* [Page excerpt]:
|---|
Photo by Bob Ruggiero
Hawke’s new film is Blaze, which he co-wrote and directed. It’s technically a biopic of the late Austin-based singer/songwriter Blaze Foley, but is deeper, more intuitive, and more rawly emotional than most others in the same genre.

The real Blaze Foley’s career was brief, jagged, and the epitome of a cautionary tale. Though lumped in with the Outlaw Country movement, he had far more in common with artists like John Prine (who would record Foley’s “Clay Pigeons”), Guy Clark, and running/drinking/drugging buddy Townes Van Zandt than Willie or Waylon. Bumping around the country playing dive bars, he could be a sweet, generous bear one moment, and an out-of-control, guitar-destroying drunk the next.

He was also a master self-saboteur with his behavior and substance abuse problems, and seemed to have no luck even when he did have luck. He pissed off club owners by showing up late or playing pitifully, then would turn in an amazing performance the next night. The master tapes for his debut record were confiscated by the DEA when the producer was busted, and ones for his second were stolen out of the car he was living in at the time. Some of this material has eked over the years, but his short set Live at the Austin Outhouse is likely his widest-known effort.

Things began to look up for Foley when Willie Nelson and Merle Haggard recorded Foley’s tune “If I Could Only Fly” for a duets album. But in a bizarre 1989 incident, Foley (likely drunk) was shot and killed in Austin at the age of 39, trying to protect an elderly friend from his son’s frequent appropriation of social security money. The son was acquitted in self-defense, even though his own father contradicted his version of events.
|---|
* [Extracted information]:
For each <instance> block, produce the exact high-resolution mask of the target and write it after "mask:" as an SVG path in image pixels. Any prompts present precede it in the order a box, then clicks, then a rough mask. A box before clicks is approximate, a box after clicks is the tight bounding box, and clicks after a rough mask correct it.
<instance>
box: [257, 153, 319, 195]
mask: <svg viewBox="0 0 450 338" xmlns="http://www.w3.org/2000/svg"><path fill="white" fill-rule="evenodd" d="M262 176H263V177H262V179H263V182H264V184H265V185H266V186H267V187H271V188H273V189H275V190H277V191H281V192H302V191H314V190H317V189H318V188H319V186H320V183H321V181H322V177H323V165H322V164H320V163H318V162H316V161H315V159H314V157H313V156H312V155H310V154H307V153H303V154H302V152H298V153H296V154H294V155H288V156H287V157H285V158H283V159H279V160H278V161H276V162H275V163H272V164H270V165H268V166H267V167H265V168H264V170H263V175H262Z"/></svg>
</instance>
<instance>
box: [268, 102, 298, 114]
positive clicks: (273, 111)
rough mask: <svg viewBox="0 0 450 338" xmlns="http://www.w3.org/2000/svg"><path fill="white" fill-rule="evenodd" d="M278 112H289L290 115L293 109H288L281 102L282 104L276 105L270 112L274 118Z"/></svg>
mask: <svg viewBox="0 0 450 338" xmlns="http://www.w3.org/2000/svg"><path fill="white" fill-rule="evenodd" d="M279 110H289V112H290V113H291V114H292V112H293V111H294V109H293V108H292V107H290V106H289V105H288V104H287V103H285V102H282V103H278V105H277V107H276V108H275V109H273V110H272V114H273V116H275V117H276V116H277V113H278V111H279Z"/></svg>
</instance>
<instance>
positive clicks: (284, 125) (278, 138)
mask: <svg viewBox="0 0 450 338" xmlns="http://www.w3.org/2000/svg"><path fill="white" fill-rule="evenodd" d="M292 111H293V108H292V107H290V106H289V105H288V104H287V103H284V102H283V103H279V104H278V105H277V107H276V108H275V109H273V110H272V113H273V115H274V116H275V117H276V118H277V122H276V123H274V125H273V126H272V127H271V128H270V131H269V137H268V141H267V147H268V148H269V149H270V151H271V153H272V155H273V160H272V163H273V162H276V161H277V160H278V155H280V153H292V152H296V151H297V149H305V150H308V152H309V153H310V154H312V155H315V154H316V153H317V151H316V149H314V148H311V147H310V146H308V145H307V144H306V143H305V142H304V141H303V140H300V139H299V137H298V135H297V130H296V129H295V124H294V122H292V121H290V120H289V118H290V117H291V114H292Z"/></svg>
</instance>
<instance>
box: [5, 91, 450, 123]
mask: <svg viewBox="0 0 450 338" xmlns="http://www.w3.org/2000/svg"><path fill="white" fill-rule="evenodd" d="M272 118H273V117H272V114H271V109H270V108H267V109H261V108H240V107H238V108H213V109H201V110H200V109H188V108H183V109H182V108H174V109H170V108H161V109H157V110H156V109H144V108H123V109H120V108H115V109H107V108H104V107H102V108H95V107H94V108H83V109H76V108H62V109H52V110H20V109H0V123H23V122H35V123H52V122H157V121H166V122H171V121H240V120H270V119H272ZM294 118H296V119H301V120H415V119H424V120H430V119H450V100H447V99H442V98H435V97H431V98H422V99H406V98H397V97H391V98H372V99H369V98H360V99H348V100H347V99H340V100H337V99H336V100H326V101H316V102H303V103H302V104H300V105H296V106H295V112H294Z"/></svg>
|---|
Write out the passage about Blaze Foley word for word, starting at "The real Blaze" and ending at "drunk the next.". The records have nothing to do with the text.

* [Response to the task]:
The real Blaze Foley’s career was brief, jagged, and the epitome of a cautionary tale. Though lumped in with the Outlaw Country movement, he had far more in common with artists like John Prine (who would record Foley’s “Clay Pigeons”), Guy Clark, and running/drinking/drugging buddy Townes Van Zandt than Willie or Waylon. Bumping around the country playing dive bars, he could be a sweet, generous bear one moment, and an out-of-control, guitar-destroying drunk the next.